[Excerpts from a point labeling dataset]
+++++

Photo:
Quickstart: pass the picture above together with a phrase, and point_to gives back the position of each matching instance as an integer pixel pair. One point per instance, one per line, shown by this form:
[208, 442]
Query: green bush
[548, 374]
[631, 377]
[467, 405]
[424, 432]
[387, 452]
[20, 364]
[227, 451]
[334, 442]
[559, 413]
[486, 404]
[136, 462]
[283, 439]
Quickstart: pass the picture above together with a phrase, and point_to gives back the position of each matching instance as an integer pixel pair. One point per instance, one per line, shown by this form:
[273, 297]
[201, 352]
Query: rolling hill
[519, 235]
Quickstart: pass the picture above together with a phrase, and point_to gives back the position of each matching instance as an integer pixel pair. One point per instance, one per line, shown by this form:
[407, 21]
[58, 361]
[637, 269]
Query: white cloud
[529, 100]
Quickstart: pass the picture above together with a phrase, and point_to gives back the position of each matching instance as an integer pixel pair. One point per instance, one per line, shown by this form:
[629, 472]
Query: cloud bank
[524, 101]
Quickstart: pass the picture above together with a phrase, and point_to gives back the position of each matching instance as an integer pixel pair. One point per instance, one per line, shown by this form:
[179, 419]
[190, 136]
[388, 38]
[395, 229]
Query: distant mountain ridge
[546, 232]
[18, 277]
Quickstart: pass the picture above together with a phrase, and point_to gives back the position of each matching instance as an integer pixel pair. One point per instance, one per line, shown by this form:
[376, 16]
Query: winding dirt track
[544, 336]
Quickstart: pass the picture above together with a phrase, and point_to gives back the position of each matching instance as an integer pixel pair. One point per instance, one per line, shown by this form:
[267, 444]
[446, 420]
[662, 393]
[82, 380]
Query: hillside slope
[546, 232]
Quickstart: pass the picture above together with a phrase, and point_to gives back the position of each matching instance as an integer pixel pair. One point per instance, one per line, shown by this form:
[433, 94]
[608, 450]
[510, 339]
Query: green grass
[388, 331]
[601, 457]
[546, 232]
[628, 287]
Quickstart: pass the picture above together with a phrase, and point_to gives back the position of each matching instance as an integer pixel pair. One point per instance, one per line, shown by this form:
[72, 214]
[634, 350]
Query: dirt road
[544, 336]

+++++

[Set exercise]
Extract every line of the material above that contains the string "dirt".

[Task solution]
Query: winding dirt track
Query: dirt road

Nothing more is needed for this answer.